Please lay out the records below as a Markdown table with two columns, Row and Line, giving each line its own numbered row and skipping blank lines. Leave the pictures out of the table.

(Stored data entries)
## BEGIN

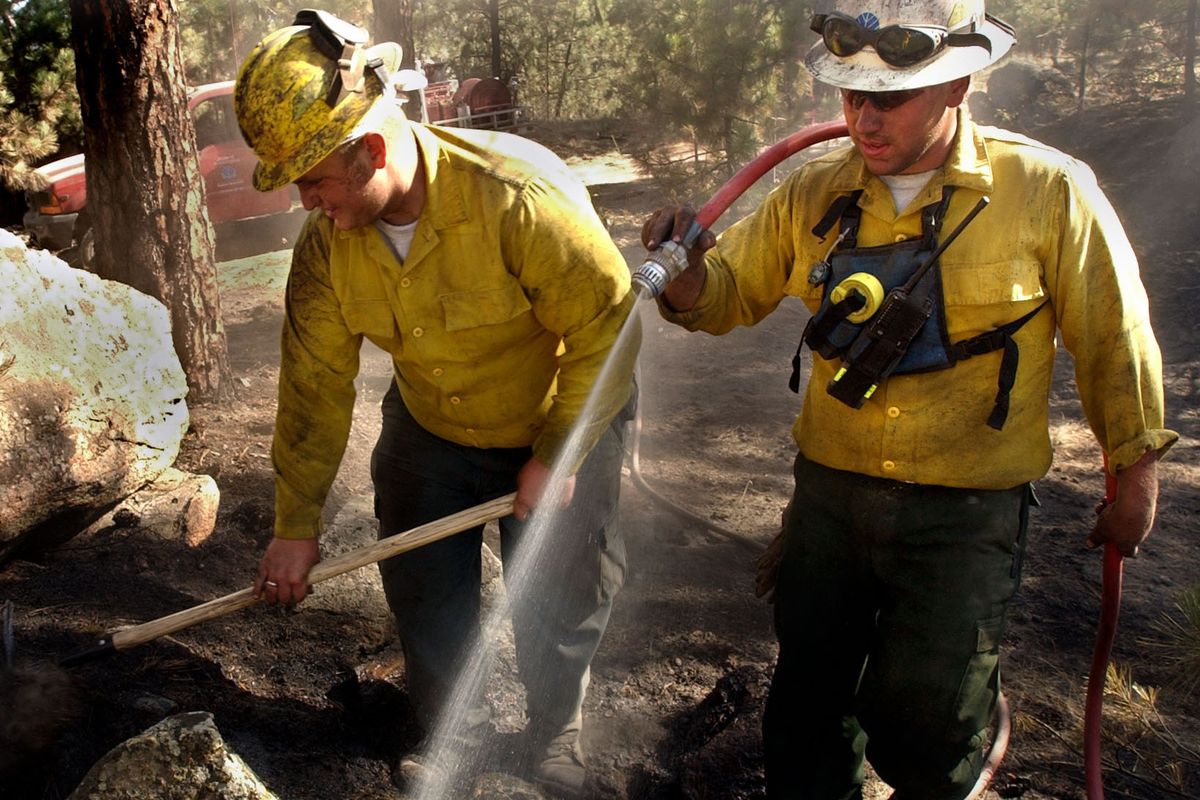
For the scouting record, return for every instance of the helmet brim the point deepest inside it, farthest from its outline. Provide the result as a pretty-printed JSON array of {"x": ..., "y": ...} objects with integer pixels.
[
  {"x": 865, "y": 71},
  {"x": 324, "y": 140}
]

## END

▶ [TASK RESULT]:
| Row | Line |
|---|---|
| 1 | For the scouting record, return for every instance of the helmet brim the point deepest inside it, farthest from its outline. Provide the result as a pretty-printed JSON array of {"x": ..., "y": ...} objects with integer pixels. |
| 2 | [ |
| 3 |   {"x": 865, "y": 71}, |
| 4 |   {"x": 324, "y": 140} |
| 5 | ] |